▶ _Requirement_
Please work out how many lines in the material contain "adult" and give only that figure.

▶ _Given data_
# # # # #

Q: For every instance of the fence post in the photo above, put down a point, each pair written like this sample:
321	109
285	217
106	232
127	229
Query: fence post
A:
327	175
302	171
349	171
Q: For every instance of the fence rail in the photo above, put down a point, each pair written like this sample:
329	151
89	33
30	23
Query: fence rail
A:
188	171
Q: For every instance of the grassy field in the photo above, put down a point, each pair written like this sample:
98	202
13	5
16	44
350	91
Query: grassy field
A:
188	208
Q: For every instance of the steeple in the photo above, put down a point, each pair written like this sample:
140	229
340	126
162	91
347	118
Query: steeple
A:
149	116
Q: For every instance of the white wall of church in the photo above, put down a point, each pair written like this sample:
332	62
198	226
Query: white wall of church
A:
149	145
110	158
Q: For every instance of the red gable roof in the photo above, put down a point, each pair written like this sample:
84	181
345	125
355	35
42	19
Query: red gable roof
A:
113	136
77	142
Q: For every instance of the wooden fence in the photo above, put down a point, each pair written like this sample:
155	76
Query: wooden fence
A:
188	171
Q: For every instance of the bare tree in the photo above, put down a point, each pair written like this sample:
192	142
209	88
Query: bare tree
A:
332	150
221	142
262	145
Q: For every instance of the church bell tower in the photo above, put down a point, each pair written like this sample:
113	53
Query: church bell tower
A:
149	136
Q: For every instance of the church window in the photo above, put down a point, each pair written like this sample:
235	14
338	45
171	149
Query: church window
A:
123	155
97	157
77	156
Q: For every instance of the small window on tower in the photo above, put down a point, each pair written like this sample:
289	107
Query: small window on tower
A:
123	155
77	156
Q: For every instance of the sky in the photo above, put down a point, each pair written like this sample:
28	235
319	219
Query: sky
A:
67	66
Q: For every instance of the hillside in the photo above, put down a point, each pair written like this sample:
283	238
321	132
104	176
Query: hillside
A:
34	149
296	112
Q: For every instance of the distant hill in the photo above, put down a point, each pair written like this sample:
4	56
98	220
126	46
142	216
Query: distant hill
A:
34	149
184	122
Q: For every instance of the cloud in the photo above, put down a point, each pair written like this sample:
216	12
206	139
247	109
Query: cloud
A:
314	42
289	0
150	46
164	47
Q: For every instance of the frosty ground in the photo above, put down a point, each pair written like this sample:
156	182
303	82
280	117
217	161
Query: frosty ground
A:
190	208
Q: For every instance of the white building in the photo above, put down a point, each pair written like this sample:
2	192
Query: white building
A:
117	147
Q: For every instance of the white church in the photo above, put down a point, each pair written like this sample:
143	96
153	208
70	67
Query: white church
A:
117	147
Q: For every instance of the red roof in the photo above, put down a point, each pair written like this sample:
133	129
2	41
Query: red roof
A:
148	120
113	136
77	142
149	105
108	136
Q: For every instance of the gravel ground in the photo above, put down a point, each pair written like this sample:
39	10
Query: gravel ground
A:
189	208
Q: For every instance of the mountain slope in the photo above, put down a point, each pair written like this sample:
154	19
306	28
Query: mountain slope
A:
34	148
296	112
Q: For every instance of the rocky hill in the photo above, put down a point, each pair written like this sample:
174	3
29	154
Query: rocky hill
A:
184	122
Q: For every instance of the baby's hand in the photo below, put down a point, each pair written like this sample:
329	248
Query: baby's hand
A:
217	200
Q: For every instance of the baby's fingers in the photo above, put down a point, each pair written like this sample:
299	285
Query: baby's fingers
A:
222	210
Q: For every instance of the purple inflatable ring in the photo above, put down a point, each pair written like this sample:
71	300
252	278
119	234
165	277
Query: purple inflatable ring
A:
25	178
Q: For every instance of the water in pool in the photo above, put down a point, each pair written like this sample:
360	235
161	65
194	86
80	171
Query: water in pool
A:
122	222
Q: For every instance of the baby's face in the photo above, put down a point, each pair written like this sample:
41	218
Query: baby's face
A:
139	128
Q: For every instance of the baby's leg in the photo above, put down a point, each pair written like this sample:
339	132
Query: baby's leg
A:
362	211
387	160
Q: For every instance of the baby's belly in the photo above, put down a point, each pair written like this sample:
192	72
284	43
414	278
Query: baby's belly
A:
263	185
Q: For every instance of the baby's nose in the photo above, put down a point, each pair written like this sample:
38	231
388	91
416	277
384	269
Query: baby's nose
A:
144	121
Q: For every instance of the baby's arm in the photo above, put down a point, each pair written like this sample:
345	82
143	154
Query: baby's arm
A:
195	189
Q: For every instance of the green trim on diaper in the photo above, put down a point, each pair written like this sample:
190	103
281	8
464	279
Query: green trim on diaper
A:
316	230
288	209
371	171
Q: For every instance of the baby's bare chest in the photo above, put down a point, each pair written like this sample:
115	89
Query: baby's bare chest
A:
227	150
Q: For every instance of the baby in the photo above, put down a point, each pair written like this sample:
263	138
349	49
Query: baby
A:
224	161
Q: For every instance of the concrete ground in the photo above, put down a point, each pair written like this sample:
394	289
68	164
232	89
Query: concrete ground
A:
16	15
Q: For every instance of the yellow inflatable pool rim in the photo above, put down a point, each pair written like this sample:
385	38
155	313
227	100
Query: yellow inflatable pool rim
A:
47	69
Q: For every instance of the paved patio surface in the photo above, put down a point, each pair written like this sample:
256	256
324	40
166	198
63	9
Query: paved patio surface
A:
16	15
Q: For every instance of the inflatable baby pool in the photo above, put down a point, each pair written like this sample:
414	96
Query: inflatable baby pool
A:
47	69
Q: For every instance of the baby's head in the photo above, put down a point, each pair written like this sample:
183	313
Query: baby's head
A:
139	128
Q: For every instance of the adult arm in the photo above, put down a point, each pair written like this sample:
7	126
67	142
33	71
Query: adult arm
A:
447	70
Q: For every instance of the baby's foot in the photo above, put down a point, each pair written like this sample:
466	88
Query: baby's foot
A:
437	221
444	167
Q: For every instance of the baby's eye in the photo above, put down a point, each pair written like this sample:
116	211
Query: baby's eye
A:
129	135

# # # # #

▶ _Final answer_
2